== Task ==
Reproduce every one of the records below word for word, and leave the pictures out of your answer.

== Provided records ==
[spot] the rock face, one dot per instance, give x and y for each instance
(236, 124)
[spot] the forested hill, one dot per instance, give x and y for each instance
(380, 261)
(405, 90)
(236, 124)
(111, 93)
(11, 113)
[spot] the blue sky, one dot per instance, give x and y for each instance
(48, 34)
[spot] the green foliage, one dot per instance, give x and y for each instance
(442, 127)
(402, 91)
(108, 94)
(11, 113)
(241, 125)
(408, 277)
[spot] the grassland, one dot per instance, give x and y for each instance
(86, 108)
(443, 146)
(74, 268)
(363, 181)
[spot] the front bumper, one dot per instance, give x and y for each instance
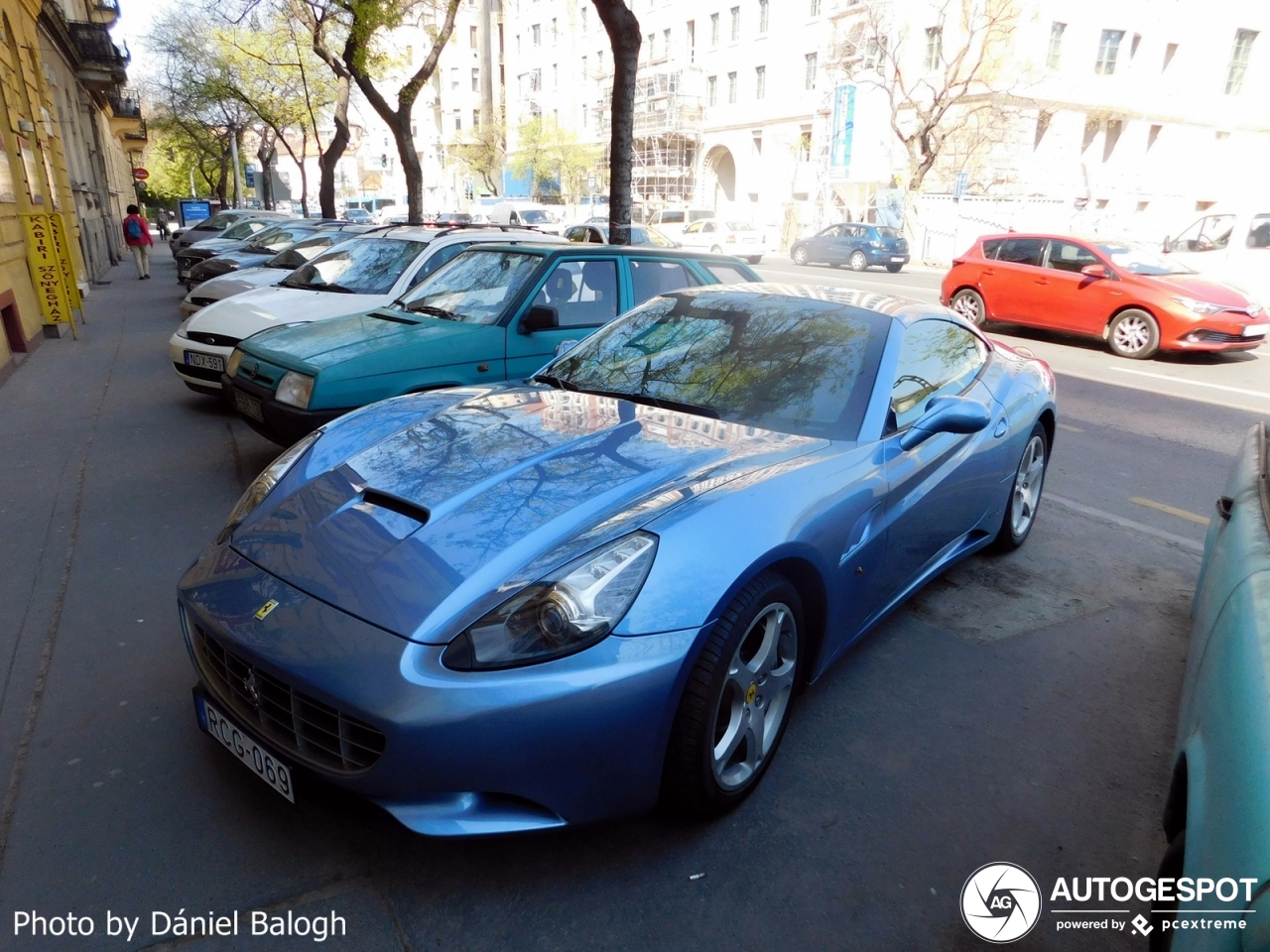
(278, 421)
(200, 377)
(572, 740)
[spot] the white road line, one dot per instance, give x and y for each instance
(1242, 391)
(1125, 524)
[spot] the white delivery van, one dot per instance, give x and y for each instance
(527, 214)
(1228, 245)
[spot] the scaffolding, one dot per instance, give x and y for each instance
(667, 139)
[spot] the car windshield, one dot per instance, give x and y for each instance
(1139, 259)
(790, 365)
(241, 230)
(532, 216)
(474, 287)
(357, 267)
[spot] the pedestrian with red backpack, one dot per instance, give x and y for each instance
(136, 235)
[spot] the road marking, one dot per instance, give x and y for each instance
(1127, 524)
(1243, 391)
(1173, 511)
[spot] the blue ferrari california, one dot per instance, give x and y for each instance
(531, 604)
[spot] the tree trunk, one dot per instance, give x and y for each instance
(624, 37)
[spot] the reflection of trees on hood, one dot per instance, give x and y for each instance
(776, 361)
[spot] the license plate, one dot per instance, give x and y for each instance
(208, 362)
(249, 405)
(263, 763)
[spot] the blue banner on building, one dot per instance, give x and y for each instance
(843, 131)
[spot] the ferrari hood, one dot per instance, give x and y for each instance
(429, 521)
(246, 313)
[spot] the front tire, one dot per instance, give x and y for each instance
(737, 701)
(1133, 334)
(1020, 513)
(969, 303)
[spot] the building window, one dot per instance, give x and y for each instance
(1238, 61)
(1109, 49)
(1056, 45)
(934, 48)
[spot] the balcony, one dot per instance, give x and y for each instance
(102, 64)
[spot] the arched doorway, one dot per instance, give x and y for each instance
(720, 178)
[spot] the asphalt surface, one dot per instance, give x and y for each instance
(1019, 708)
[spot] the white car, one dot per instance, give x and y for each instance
(352, 277)
(270, 273)
(728, 238)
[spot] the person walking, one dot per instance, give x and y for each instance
(136, 235)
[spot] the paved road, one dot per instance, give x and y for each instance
(1021, 708)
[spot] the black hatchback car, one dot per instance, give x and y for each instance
(493, 312)
(853, 244)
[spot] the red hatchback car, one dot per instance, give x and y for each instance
(1133, 298)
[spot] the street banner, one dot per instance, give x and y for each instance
(843, 131)
(46, 271)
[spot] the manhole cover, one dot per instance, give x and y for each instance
(984, 601)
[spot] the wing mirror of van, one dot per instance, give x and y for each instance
(540, 317)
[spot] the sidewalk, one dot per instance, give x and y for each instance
(99, 445)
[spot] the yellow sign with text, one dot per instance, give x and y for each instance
(48, 271)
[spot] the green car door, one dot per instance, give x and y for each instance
(583, 295)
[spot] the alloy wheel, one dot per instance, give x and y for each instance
(1028, 483)
(756, 696)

== Solution for this task ==
[spot] the rock face, one dot per instance, give x and y for each instance
(236, 124)
[spot] the forested hill, one dot per instance, give x and y for each instance
(380, 261)
(405, 90)
(236, 124)
(111, 93)
(11, 113)
[spot] the blue sky, one dot per instance, give x and y for each instance
(48, 34)
[spot] the green foliage, one dot per instance, give x and y for each instance
(442, 127)
(402, 91)
(108, 94)
(11, 113)
(241, 125)
(408, 277)
[spot] the grassland, one dot per instance, give x and y for each instance
(86, 108)
(443, 146)
(74, 268)
(363, 181)
[spot] the front bumper, one dot per instance, give x and y for each instance
(278, 421)
(200, 377)
(572, 740)
[spot] the white road line, one dot per instance, give x and y for each instance
(1242, 391)
(1125, 524)
[spot] the white delivery van, one dot per instance, give x and y for each instance
(527, 214)
(1228, 245)
[spot] the scaffolding, one dot per instance, give x and y for each instance
(667, 139)
[spot] the car windshield, one dot per instance, give x and y for each instance
(1139, 259)
(790, 365)
(241, 230)
(532, 216)
(474, 287)
(357, 267)
[spot] the pedestrian with red backpack, one dot per instance, give x and y for each instance
(136, 235)
[spot] the road marking, one dot per instance, give x and y for each instance
(1127, 524)
(1243, 391)
(1173, 511)
[spot] the blue ferrari california, one dot per instance, give x and y for each instance
(531, 604)
[spot] the tree trunk, one dot per instance, give x and y for each instance
(624, 37)
[spot] the reflection of trees on hood, one dot per instance, give x and y for each instance
(776, 361)
[spot] the license plate, one dot per instance, give x and y for each instance
(208, 362)
(249, 405)
(263, 763)
[spot] the blue banner on building, one dot per instance, give x and y for each instance
(843, 131)
[spot] the ferrari hood, one dot per instance, give x and y for each instance
(429, 521)
(246, 313)
[spot] the front tire, one dot per instance, give x and y for each instance
(737, 701)
(1133, 334)
(1020, 513)
(969, 303)
[spot] the building window, one dot per instance, give x and y for each instance
(1238, 61)
(1109, 49)
(1056, 45)
(934, 48)
[spot] the balcony, one dot per instance, give x and y for each instance
(102, 64)
[spot] the arched doorway, one dot per instance, give x and y for each instance
(720, 178)
[spot] the asphalt surface, one dot per instance, give x and y for each instance
(1019, 708)
[spot] the white car, one dot per instance, give x and y for each instance
(352, 277)
(270, 273)
(728, 238)
[spot] the person walking, one dot per instance, give x and y for each instance
(136, 235)
[spot] the paved road, one dot per instance, give x and y for each instance
(1021, 708)
[spot] the black hatchback car, one dot per instance, give x and y for each instance
(493, 312)
(853, 244)
[spot] the red hatchback car, one dot per instance, give x and y for each instance
(1133, 298)
[spot] the street banner, one dot per instance, give x and y for each instance
(843, 131)
(46, 271)
[spot] the manhole cover, one dot per instance, give x and y for each instance
(984, 601)
[spot] the wing mirror of van, one dot per instance, give x and y for each instance
(540, 317)
[spot] the sidewalk, one dot per instance, give x and y for each instance
(99, 445)
[spot] the yellow sign with text, one dot per instance, give x and y for each instance
(48, 271)
[spot] the green car door, one dot per instance, give x and y for each instance
(583, 295)
[spot] the alloy wheel, one dot per instance, give x and y for each instance
(1028, 483)
(756, 696)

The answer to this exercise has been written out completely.